REQUIRED WORK =
**1.** Summarize the passage on the Conference for Friendship of Overseas Chinese Associations in two sentences.
**2.** Answer these questions using the passage on the Conference for Friendship of Overseas Chinese Associations:
(a) In what year was the conference established?
(b) How many delegates attended the 7th Conference, and from how many countries and regions?
(c) What was the theme of the 9th Conference?
**3.** Reproduce the passage on the Conference for Friendship of Overseas Chinese Associations from "On April 9, 2012, the" up to and including "Chinese culture globally.".

The Conference for Friendship of Overseas Chinese Associations (世界华侨华人社团联谊大会), hosted by the All-China Federation of Returned Overseas Chinese and United Front Work Department's Overseas Chinese Affairs Office, is a global platform for leaders of major overseas Chinese community organizations.

== History ==
The conference was established in 2001.

On April 9, 2012, the 6th Conference was held at the Great Hall of the People in Beijing, attended by 570 overseas Chinese community leaders from 110 countries and regions. They gathered to share experiences and explore how to promote Chinese culture globally.

On June 6, 2014, the 7th Conference opened in Beijing, attracting over 500 delegates from 119 countries and regions. State Councilor Yang Jiechi attended the opening ceremony and extended a warm welcome.

On June 2, 2016, the 8th Conference convened at the Great Hall of the People with more than 650 participants from over 100 countries and regions. The theme, "China Dream – Overseas Chinese Dream: Unity and Cooperation for Better Communities," featured keynote speeches, a "Glory of Overseas Chinese Communities" tour, an Overseas Chinese Treasure launch, and other events.

On May 29, 2019, the 9th Conference was held in Beijing on the theme "Embracing the New Era, Fulfilling the China Dream Together," with 450 community leaders from over 90 countries and regions. The discussion evaluated the overseas Chinese affairs initiatives undertaken by the Overseas Chinese Affairs Office and the All-China Federation of Returned Overseas Chinese since 2016. It urged overseas Chinese individuals, organizations, and leaders to serve as exemplary representatives of China's emerging worldwide.

On May 8, 2023, Xi Jinping, the General Secretary of the Chinese Communist Party, met delegates from the 10th Conference at the Great Hall of the People in Beijing. CCP Politburo Standing Committee member and CPPCC Chairman Wang Huning, and Politburo Standing Committee member and Director of the CCP General Office Cai Qi also attended.

DATA RECORDS =
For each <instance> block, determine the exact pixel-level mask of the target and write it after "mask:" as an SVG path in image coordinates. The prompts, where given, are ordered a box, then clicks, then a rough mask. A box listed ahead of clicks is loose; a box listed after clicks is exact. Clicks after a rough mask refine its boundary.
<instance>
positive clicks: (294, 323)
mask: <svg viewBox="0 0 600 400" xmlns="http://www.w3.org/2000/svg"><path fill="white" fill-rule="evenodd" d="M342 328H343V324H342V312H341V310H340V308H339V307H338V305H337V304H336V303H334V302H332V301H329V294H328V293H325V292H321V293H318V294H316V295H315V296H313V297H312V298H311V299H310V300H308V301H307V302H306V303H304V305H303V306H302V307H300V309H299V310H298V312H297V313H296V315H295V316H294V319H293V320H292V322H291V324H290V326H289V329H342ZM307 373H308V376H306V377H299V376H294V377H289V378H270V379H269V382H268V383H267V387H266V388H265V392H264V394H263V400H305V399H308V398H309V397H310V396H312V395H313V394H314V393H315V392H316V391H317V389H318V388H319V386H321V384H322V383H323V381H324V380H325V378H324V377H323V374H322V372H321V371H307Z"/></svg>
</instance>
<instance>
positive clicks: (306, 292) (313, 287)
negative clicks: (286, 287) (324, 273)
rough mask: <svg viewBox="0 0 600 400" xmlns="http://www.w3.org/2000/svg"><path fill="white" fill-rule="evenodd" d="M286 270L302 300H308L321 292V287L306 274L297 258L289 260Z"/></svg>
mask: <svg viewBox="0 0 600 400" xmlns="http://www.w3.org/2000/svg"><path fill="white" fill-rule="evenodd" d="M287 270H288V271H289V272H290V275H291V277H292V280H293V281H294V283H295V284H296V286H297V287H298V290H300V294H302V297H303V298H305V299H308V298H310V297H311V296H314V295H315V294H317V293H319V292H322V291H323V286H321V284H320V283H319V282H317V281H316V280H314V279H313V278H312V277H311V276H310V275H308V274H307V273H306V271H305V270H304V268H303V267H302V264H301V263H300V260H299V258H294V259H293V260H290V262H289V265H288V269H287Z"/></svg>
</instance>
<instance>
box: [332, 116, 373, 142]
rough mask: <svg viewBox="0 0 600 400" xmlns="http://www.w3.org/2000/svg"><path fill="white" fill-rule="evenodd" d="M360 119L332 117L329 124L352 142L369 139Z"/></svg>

RESPONSES IN ORDER =
**1.** The Conference for Friendship of Overseas Chinese Associations, established in 2001 and hosted by the All-China Federation of Returned Overseas Chinese and the United Front Work Department's Overseas Chinese Affairs Office, is a global platform for leaders of major overseas Chinese community organizations. Its 6th through 9th conferences, held between 2012 and 2019, drew from 450 to more than 650 leaders from over 90 to 119 countries and regions, and on May 8, 2023, Xi Jinping met delegates from the 10th Conference at the Great Hall of the People in Beijing.

**2.**
(a) 2001
(b) Over 500 delegates from 119 countries and regions
(c) "Embracing the New Era, Fulfilling the China Dream Together"

**3.**
On April 9, 2012, the 6th Conference was held at the Great Hall of the People in Beijing, attended by 570 overseas Chinese community leaders from 110 countries and regions. They gathered to share experiences and explore how to promote Chinese culture globally.